- **PAGE TEXT**:
◇ ◇ ◇ ◇ ◇ ◇ ◇

Gatlinburg businessman Bon Hicks and his wife decided to go the good design route. Now, the Hicks were no strangers to good design. The year prior to building the motel, they’d had Knoxville architect James T. Mitchell design them a custom house.

But we’re not here to talk houses, we’re talking motels! The Hicks commissioned Knoxville firm Painter, Weeks & McCarty to design what would become the Bon-Air Motel. The motel sat up on a 60’ hill overlooking the highway into Gatlinburg. Architect Bruce McCarty brought his considerable talents to bear on the design, creating an exterior of grey mountain stone offset by warm, natural cypress wood. The original design had a very organic look (invoking Frank Lloyd Wright’s design ideas). The motel won awards, and received a write-up in Architectural Forum (February of 1954).

Unfortunately, as Gatlinburg’s architectural vocabulary shifted towards Kitschy Mountain Chic, the motel was renamed the Bon Air Mountain Inn and was remodeled. A-Frame-esque additions were placed on top of the flat roof of the original design (ostensibly to give it a more mountainous feel).

1980s Brochure showing the remodel
1980s Brochure showing the remodel
1980s Brochure showing the remodel

Eventually, the motel was demolished and replaced with a large condo complex.

*sigh*

Tennessee Modernism: The Horizon Homes of Tennessee

Enough of this ephemeral stuff, let’s be concrete! In the 1960s, house construction was booming. New housebuilding materials, many created for WWII, were making their way into the hands of house builders.

The Portland Cement Association (PCA) saw this as an opportunity to bolster their trade. They created the Horizon Home program, a program designed to “give support and greater effectiveness to better home design” while also encouraging “broader interest in the many new uses of concrete.” The program functioned like this: Each year, the PCA would give awards (prize money) to houses that were designed by architects and built out of concrete. Then, they’d showcase these Horizon Homes in their brochures. All over the country, hundreds of these houses were designed, built, and showcased.

◇ ◇ ◇ ◇ ◇ ◇ ◇

- **DATA EXCERPTS**:

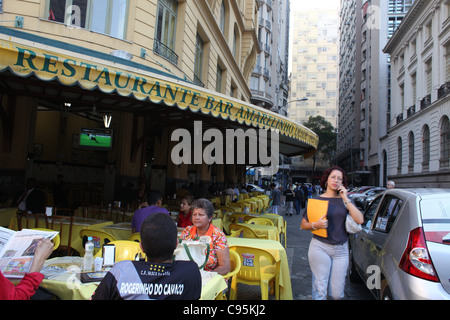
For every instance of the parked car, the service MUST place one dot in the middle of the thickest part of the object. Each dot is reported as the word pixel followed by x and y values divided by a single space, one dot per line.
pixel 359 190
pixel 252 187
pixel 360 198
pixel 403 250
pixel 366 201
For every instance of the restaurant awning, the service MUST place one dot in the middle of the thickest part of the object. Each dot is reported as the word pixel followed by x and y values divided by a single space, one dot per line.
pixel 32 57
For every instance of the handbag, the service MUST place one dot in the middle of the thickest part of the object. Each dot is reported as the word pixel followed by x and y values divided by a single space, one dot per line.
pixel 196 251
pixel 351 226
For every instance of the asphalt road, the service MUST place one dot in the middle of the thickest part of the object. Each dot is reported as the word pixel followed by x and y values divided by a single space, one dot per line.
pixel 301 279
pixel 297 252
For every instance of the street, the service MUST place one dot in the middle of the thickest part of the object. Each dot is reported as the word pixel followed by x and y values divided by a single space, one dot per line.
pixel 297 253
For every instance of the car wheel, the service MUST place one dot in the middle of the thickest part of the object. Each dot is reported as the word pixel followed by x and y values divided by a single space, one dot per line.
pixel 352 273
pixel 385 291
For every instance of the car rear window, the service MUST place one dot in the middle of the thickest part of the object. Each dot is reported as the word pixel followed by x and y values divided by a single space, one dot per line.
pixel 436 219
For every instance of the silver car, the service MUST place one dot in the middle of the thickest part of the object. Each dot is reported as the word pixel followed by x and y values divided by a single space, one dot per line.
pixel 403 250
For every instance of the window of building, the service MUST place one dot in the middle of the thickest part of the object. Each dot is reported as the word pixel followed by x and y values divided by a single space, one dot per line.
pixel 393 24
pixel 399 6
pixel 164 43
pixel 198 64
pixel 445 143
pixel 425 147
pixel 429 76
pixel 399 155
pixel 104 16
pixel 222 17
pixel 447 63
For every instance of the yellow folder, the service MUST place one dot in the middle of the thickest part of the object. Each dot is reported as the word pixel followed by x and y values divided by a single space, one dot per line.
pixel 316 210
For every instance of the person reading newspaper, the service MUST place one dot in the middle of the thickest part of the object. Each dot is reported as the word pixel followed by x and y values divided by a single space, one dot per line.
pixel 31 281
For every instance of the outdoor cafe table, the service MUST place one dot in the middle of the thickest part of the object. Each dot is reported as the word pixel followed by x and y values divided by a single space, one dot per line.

◇ ◇ ◇ ◇ ◇ ◇ ◇

- **EXERCISE TASK 1**:
According to the page text, which Knoxville firm did the Hicks commission to design the Bon-Air Motel?
- **EXERCISE TASK 2**:
Reproduce the rows word for word, starting with the line that contains "For every instance of the silver" and going on through the last line of the rows.

- **OUTPUT 1**:
Painter, Weeks & McCarty

- **OUTPUT 2**:
For every instance of the silver car, the service MUST place one dot in the middle of the thickest part of the object. Each dot is reported as the word pixel followed by x and y values divided by a single space, one dot per line.
pixel 403 250
For every instance of the window of building, the service MUST place one dot in the middle of the thickest part of the object. Each dot is reported as the word pixel followed by x and y values divided by a single space, one dot per line.
pixel 393 24
pixel 399 6
pixel 164 43
pixel 198 64
pixel 445 143
pixel 425 147
pixel 429 76
pixel 399 155
pixel 104 16
pixel 222 17
pixel 447 63
For every instance of the yellow folder, the service MUST place one dot in the middle of the thickest part of the object. Each dot is reported as the word pixel followed by x and y values divided by a single space, one dot per line.
pixel 316 210
For every instance of the person reading newspaper, the service MUST place one dot in the middle of the thickest part of the object. Each dot is reported as the word pixel followed by x and y values divided by a single space, one dot per line.
pixel 31 281
For every instance of the outdoor cafe table, the service MUST place one dot in the middle of the thickest part of the object. Each dot is reported as the word pixel followed by x and y values divided by a single space, one dot per line.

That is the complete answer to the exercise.